PROMPT: List every row below that contains the string "table", matching case exactly.

EXERCISE INPUT:

--------------------

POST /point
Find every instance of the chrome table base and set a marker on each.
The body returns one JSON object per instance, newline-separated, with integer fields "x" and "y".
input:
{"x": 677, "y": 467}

--------------------

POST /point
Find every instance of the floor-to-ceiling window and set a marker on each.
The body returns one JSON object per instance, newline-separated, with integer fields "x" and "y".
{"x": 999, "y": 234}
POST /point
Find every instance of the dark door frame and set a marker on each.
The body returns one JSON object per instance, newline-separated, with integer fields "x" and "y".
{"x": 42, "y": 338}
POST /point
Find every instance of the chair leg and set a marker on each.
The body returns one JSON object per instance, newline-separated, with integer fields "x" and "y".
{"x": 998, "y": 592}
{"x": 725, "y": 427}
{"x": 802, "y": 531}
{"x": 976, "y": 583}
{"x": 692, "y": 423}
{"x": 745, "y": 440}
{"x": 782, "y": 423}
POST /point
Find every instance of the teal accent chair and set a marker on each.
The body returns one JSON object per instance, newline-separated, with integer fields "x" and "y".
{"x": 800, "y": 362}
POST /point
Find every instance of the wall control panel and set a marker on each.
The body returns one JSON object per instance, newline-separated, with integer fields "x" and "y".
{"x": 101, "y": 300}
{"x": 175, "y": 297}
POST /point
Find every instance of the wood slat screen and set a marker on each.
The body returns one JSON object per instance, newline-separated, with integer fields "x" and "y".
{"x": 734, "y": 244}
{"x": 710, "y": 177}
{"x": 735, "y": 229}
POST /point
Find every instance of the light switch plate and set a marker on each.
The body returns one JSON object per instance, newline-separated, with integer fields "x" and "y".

--------------------

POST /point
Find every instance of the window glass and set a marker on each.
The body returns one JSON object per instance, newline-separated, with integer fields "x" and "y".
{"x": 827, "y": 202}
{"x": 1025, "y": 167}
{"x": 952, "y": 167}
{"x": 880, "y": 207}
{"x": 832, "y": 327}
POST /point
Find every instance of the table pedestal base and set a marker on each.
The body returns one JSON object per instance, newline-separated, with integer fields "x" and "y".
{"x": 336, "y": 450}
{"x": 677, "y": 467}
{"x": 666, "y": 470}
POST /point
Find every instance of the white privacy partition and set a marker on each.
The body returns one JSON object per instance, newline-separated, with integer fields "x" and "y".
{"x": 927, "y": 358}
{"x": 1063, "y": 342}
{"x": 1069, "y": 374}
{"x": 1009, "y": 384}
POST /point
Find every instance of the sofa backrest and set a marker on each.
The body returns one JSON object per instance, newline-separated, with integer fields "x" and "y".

--------------------

SOLUTION TO THIS TASK:
Find every instance of the chrome table base and set a marker on each.
Find every instance of the table pedestal base and set a marker on each.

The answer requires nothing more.